[[ GIVEN ENTRIES open ]]

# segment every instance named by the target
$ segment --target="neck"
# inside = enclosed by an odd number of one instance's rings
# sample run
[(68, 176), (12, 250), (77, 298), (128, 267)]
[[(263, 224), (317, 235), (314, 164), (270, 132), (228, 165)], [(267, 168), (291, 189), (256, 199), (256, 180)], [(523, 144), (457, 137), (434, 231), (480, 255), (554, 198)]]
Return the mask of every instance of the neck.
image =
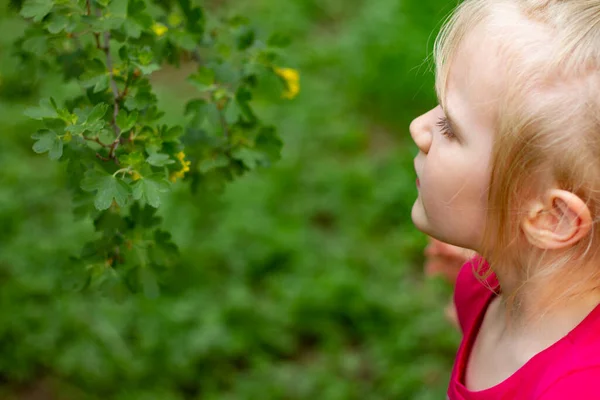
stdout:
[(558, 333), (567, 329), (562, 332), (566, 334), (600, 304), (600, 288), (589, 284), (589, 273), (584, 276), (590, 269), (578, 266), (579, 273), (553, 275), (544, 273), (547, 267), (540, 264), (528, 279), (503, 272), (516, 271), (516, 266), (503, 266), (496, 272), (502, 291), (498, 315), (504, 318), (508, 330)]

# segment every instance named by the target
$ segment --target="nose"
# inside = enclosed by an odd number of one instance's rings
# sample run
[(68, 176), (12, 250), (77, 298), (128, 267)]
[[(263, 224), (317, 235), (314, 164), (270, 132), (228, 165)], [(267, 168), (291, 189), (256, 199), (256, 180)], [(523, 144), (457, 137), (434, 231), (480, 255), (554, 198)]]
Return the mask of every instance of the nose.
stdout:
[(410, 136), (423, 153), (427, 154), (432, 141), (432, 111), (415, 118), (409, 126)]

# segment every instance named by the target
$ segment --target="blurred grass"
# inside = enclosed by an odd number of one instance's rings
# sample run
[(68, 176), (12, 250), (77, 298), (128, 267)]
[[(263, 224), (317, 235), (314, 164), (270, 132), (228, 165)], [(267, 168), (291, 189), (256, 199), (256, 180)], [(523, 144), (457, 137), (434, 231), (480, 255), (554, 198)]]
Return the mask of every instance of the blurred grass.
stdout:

[[ GIVEN ENTRIES closed ]]

**EXERCISE INSTRUCTIONS:**
The lines to return are those in the material above that hold "nose".

**REPLY TO THE TASK:**
$ segment --target="nose"
Return the mask of every instance of the nose.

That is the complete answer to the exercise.